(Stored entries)
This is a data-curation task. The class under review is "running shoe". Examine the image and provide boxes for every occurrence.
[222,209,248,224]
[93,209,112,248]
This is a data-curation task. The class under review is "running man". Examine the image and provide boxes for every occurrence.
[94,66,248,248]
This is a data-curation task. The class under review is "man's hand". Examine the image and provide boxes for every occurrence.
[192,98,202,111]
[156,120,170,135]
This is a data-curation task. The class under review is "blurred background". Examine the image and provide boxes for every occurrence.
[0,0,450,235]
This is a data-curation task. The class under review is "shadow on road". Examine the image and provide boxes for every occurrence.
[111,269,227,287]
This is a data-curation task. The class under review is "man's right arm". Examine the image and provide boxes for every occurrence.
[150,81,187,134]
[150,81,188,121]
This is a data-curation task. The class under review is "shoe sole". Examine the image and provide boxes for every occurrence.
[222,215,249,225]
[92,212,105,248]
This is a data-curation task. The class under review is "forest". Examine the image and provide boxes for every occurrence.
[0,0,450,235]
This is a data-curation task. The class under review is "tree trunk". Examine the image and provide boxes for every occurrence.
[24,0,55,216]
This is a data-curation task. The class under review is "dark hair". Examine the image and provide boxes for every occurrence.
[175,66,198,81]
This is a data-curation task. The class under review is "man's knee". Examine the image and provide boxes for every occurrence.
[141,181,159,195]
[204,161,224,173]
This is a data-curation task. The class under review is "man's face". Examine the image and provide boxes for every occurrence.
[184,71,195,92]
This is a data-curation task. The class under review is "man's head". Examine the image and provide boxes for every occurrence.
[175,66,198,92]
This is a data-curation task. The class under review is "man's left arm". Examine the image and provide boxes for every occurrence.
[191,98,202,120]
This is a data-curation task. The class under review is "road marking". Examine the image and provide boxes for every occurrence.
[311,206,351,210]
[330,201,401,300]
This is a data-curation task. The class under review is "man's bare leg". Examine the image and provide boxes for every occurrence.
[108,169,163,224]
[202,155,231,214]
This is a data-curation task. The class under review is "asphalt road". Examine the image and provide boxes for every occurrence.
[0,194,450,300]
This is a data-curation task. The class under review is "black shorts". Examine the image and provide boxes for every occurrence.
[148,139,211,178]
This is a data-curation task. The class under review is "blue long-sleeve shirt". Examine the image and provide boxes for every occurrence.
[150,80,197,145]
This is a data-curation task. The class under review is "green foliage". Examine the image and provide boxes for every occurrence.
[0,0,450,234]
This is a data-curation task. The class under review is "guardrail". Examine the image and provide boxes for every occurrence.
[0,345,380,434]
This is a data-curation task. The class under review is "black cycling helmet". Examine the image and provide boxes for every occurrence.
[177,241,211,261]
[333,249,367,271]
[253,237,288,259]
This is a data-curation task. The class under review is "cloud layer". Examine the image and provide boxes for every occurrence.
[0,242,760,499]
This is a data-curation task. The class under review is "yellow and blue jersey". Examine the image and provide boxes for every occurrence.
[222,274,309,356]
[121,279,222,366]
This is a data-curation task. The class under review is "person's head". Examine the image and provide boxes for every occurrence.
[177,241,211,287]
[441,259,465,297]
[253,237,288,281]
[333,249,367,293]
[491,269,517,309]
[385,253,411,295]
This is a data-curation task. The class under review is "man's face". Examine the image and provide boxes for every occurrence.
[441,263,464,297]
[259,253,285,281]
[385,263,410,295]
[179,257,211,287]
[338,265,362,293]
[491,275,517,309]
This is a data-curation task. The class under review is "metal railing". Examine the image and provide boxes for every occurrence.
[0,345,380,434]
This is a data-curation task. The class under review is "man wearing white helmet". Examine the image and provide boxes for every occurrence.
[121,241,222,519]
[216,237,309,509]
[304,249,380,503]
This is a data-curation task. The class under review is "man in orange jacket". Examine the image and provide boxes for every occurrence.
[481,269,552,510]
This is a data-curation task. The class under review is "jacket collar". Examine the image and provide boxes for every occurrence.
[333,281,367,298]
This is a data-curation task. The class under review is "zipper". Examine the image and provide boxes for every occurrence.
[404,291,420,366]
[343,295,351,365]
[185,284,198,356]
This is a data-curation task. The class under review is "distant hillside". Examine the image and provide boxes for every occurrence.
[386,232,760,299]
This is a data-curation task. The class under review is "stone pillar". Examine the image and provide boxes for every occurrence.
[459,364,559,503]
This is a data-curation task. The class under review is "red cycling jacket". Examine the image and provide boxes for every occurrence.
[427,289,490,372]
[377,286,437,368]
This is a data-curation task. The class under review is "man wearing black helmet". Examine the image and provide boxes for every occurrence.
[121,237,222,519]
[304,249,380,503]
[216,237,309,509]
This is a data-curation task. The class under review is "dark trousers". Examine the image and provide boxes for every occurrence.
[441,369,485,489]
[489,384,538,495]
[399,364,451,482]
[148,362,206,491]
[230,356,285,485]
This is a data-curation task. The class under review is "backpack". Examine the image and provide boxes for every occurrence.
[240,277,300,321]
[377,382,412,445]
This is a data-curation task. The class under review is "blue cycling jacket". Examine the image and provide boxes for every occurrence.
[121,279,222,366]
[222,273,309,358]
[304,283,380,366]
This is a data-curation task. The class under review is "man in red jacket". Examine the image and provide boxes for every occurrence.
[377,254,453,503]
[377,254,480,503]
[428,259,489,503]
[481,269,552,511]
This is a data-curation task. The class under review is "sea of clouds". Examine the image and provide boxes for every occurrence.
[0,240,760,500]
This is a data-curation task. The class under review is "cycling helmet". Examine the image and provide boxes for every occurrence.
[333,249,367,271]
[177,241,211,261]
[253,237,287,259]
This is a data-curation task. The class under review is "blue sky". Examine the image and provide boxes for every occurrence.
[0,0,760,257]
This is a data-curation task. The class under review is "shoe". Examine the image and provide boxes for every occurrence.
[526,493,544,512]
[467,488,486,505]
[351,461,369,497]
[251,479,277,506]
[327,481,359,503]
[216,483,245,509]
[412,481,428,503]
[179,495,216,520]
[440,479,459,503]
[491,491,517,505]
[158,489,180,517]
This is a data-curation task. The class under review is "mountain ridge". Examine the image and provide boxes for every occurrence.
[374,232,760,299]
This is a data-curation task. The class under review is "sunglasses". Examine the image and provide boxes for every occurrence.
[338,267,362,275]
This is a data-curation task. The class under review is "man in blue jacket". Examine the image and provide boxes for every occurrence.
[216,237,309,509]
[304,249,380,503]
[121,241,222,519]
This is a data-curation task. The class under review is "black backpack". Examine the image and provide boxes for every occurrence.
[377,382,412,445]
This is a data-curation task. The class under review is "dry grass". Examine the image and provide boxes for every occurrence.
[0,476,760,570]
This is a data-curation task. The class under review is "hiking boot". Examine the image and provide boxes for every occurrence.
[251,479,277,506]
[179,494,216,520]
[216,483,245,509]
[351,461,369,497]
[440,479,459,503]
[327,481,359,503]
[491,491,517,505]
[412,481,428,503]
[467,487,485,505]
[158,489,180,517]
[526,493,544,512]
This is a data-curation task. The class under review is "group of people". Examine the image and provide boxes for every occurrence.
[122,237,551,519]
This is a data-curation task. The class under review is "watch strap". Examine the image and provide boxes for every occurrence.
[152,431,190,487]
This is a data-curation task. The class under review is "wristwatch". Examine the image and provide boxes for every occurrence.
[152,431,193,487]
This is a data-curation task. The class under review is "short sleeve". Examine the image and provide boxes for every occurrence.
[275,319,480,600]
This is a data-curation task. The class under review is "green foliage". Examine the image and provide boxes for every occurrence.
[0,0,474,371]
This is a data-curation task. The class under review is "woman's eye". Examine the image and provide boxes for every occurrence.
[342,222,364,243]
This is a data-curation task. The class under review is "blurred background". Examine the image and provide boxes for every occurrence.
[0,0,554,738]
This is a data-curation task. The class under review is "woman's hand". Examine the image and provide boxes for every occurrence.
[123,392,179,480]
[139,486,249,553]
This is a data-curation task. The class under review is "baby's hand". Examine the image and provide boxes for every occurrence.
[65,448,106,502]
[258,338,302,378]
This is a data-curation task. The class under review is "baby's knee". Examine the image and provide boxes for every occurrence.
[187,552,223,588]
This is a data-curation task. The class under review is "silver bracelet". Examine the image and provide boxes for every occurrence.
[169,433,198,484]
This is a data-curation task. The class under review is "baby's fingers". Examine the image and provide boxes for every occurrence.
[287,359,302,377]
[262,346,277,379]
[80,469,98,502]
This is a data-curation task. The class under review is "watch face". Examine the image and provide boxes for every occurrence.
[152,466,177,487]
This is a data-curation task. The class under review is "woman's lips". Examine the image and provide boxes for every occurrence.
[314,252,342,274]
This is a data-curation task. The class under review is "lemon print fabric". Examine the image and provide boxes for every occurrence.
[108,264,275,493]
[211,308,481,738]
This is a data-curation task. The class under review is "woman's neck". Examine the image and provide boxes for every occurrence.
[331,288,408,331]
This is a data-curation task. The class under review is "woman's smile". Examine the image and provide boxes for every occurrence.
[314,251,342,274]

=== Stated goal ===
Could you show each line in the items above that contains the string "knee"?

=== Solution for this task ===
This is a data-curation task. The class under review is "man's knee". Examine the image and provide boxes for every occurrence.
This is a data-curation task. The class under review is "baby's knee". Examine the image and provide boxes for every occurrence.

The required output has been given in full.